> [Exercise 1] List every way the text on spiral separators gives to improve separation efficiency.
> [Exercise 2] Retype the stretch of the text on spiral separators from "Humphreys Spiral (Spiral" through "suspension.".

[Opening Text under study section]

Humphreys Spiral (Spiral Separators)
Spiral separators of the wet type, also called spiral
concentrators, are devices to separate solid components in
a slurry, based
upon a combination
of the solid
particle density as
well as the particle's hydrodynamic properties
(e.g. drag). The device consists of a
tower, around which is wound a sluice, from which slots or channels are placed
in the base of the sluice to extract solid particles that have come out of
suspension.
As larger and heavier particles sink to the bottom of the
sluice faster and experience more drag from the bottom, they travel slower, and
so move towards the center of the spiral. Conversely, light particles stay
towards the outside of the spiral, with the water, and quickly reach the
bottom. At the bottom, a "cut" is made with a set of adjustable bars,
channels, or slots, separating the low and high density parts. Many things can
be done to improve the separation efficiency, including:
·
changing the rate of material feed
·
changing the grain size of the material
·
changing the slurry mass percentage
·
adjusting the cutter bar positions
·
running
the output of
one spiral separator
(often, a third,
intermediate, cut) through
a second.
·
adding wash water inlets along the length of the
spiral, to aid in separating light minerals
·
adding multiple outlets along the length, to
improve the ability of the spiral to remove
heavy contaminants
·
Adding ridges on the sluice at an angle to the
direction of flow.

[Closing Text under study section]
[Opening Raw data section]

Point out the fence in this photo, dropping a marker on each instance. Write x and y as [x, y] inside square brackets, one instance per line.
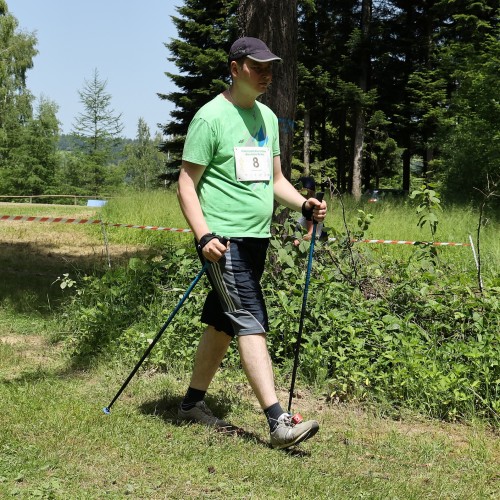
[30, 197]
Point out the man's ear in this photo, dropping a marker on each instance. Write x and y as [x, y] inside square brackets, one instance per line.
[233, 68]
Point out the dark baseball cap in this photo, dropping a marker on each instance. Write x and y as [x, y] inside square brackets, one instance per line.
[252, 48]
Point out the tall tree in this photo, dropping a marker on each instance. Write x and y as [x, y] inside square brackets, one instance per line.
[359, 112]
[144, 162]
[206, 31]
[98, 126]
[97, 129]
[17, 51]
[280, 34]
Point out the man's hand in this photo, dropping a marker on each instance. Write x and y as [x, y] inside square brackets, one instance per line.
[214, 250]
[319, 208]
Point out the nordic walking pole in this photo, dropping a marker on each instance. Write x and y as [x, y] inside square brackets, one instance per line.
[319, 197]
[107, 409]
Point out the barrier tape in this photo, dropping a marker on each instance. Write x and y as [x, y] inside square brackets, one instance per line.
[404, 242]
[24, 218]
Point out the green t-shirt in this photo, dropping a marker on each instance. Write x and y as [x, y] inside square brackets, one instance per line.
[231, 207]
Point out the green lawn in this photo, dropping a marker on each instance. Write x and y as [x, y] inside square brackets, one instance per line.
[57, 443]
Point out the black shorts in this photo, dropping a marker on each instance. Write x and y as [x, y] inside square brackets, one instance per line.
[235, 305]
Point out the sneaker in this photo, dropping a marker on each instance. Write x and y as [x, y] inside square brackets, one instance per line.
[201, 413]
[289, 434]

[Closing Raw data section]

> [Your response 1]
- changing the rate of material feed
- changing the grain size of the material
- changing the slurry mass percentage
- adjusting the cutter bar positions
- running the output of one spiral separator (often, a third, intermediate, cut) through a second
- adding wash water inlets along the length of the spiral, to aid in separating light minerals
- adding multiple outlets along the length, to improve the ability of the spiral to remove heavy contaminants
- adding ridges on the sluice at an angle to the direction of flow

> [Your response 2]
Humphreys Spiral (Spiral Separators)
Spiral separators of the wet type, also called spiral
concentrators, are devices to separate solid components in
a slurry, based
upon a combination
of the solid
particle density as
well as the particle's hydrodynamic properties
(e.g. drag). The device consists of a
tower, around which is wound a sluice, from which slots or channels are placed
in the base of the sluice to extract solid particles that have come out of
suspension.